Set down all of the records exactly, leaving none out.

[THE RECORDS Boundary: Start]

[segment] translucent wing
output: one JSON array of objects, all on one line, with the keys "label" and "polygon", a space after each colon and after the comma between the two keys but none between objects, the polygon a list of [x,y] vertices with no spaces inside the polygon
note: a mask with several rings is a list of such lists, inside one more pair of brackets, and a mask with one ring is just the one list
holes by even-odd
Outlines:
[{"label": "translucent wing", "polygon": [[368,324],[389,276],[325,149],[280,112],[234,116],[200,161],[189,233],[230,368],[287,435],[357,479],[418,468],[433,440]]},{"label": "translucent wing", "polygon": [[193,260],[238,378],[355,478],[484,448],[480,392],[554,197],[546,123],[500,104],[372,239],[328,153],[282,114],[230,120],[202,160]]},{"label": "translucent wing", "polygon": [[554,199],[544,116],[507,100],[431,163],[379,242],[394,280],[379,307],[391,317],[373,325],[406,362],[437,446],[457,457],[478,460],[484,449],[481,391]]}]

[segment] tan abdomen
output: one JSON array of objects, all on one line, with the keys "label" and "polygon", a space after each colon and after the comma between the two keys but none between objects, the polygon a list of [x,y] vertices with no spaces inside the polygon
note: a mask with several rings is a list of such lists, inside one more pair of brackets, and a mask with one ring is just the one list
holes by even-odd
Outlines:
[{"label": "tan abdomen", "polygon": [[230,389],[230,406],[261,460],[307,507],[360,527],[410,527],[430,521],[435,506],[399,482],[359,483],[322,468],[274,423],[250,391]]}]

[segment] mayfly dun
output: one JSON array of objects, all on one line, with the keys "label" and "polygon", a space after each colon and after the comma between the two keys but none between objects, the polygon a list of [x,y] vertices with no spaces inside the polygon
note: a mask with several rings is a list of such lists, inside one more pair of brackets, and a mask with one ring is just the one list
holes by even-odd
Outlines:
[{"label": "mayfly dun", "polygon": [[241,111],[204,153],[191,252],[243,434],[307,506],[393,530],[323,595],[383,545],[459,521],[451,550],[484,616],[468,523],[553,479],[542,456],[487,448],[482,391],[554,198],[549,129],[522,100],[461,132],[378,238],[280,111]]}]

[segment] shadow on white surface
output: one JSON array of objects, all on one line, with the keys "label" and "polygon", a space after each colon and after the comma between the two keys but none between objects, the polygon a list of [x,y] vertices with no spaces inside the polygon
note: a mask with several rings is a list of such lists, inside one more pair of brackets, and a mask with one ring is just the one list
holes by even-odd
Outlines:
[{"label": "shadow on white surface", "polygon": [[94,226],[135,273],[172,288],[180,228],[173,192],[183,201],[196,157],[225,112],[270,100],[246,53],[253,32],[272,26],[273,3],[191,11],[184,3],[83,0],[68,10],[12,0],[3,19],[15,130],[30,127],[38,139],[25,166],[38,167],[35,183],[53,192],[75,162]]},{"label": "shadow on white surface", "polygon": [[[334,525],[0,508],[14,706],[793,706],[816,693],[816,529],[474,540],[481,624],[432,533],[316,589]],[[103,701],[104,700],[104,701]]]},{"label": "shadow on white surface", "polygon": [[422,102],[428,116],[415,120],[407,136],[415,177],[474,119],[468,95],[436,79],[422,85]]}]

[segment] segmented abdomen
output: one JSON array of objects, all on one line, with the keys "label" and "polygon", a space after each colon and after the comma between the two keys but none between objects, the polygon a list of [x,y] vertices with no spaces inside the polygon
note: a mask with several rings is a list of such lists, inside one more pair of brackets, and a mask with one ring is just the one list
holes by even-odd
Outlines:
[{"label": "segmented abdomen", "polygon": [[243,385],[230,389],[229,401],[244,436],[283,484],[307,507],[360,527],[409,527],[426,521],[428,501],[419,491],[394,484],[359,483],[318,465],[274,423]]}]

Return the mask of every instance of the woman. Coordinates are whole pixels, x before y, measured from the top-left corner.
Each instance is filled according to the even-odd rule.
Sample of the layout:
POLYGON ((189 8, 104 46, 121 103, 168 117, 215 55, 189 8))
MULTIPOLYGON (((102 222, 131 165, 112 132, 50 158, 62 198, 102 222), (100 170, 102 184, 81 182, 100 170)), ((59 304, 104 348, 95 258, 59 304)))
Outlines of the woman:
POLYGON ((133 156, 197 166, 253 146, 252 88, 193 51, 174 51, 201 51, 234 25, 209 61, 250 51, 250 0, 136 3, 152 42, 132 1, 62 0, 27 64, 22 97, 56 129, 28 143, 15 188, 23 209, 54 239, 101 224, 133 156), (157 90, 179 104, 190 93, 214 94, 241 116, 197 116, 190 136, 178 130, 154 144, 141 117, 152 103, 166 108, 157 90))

[THE RECORDS Boundary: End]

§ **ANSWER**
[segment] translucent wing
output: one JSON array of objects, all on one line, with the keys "label" and "polygon", a space after each colon and after the comma between the two keys but none between objects, the polygon a list of [x,y] vertices with no spaces inside the polygon
note: a mask with several rings is a list of such lists, inside one more pair of brackets, and a mask with one ring is just the one list
holes by even-odd
Outlines:
[{"label": "translucent wing", "polygon": [[368,324],[389,276],[325,149],[280,112],[234,116],[200,161],[189,233],[230,368],[287,435],[357,479],[418,468],[433,440]]},{"label": "translucent wing", "polygon": [[193,260],[238,378],[355,478],[484,448],[480,392],[554,197],[546,123],[500,104],[372,239],[328,153],[282,114],[230,120],[202,160]]},{"label": "translucent wing", "polygon": [[554,199],[544,116],[507,100],[431,163],[379,242],[394,280],[379,307],[391,317],[373,325],[406,362],[437,446],[457,457],[478,460],[484,449],[481,391]]}]

[segment] tan abdomen
output: one JSON array of objects, all on one line, with the keys "label" and "polygon", a space after each colon and after the comma between the two keys but none between objects, the polygon a list of [x,y] vertices with no spaces inside the polygon
note: a mask with several rings is a list of such lists, inside one more pair of brackets, and a mask with one ring is just the one list
holes by even-odd
Outlines:
[{"label": "tan abdomen", "polygon": [[230,389],[230,406],[261,460],[307,507],[360,527],[410,527],[430,521],[435,506],[399,482],[359,483],[322,468],[274,423],[250,391]]}]

[segment] mayfly dun
output: one JSON array of objects, all on one line, with the keys "label" and "polygon", a space after each colon and after the comma between the two keys but none between objects, the polygon a list of [x,y] vertices with no spaces inside the polygon
note: a mask with several rings is a list of such lists, inside one more pair of brackets, and a mask with one ring is just the one list
holes by even-odd
Outlines:
[{"label": "mayfly dun", "polygon": [[241,111],[204,153],[191,252],[243,434],[307,506],[393,530],[323,595],[383,545],[459,521],[451,550],[484,616],[468,523],[553,479],[542,456],[487,448],[482,391],[554,198],[549,129],[522,100],[461,132],[378,238],[280,111]]}]

[segment] shadow on white surface
output: one JSON array of objects, all on one line, with the keys "label" and "polygon", a space after each colon and after the comma between the two keys but none between objects, the polygon a list of [x,y] vertices with no spaces inside the polygon
note: a mask with several rings is a list of such lists, inside one more pair of brackets, and a mask with one ring is just the one list
holes by even-odd
Outlines:
[{"label": "shadow on white surface", "polygon": [[94,226],[135,273],[172,288],[180,228],[173,192],[183,201],[196,157],[225,112],[270,100],[246,53],[253,32],[272,26],[273,3],[191,11],[184,3],[83,0],[68,10],[12,0],[3,19],[15,130],[30,127],[38,139],[25,166],[38,167],[35,183],[53,192],[75,162]]},{"label": "shadow on white surface", "polygon": [[[334,525],[0,508],[14,706],[793,706],[816,693],[816,529],[474,540],[481,624],[432,533],[316,589]],[[103,701],[104,700],[104,701]]]},{"label": "shadow on white surface", "polygon": [[422,102],[428,116],[415,120],[407,136],[415,177],[474,119],[468,95],[436,79],[422,85]]}]

[segment] segmented abdomen
output: one JSON array of objects, all on one line, with the keys "label" and "polygon", a space after each colon and after the comma between the two keys but none between objects, the polygon a list of [x,y] vertices with no spaces inside the polygon
note: a mask with several rings is a list of such lists, inside one more pair of brackets, and a mask with one ring is just the one list
holes by even-odd
Outlines:
[{"label": "segmented abdomen", "polygon": [[243,385],[230,389],[229,401],[244,436],[283,484],[307,507],[360,527],[409,527],[426,521],[428,501],[419,491],[394,484],[359,483],[318,465],[274,423]]}]

Return the mask of every instance of the woman. Coordinates are whole pixels, x before y, measured from the top-left corner.
Each instance is filled according to the even-odd rule.
Sample of the layout:
POLYGON ((189 8, 104 46, 121 103, 168 117, 215 55, 189 8))
MULTIPOLYGON (((102 222, 131 165, 112 132, 50 158, 62 198, 102 222), (100 170, 102 184, 81 182, 100 170)), ((59 304, 104 348, 95 258, 59 304)))
Outlines of the woman:
POLYGON ((133 156, 197 166, 253 146, 252 88, 193 51, 174 51, 201 51, 234 25, 209 61, 250 51, 250 0, 136 3, 152 42, 132 1, 62 0, 27 64, 22 97, 56 129, 28 143, 15 188, 23 209, 54 239, 101 224, 133 156), (157 90, 179 104, 190 93, 214 94, 241 116, 197 116, 190 136, 178 130, 154 144, 141 117, 152 103, 166 108, 157 90))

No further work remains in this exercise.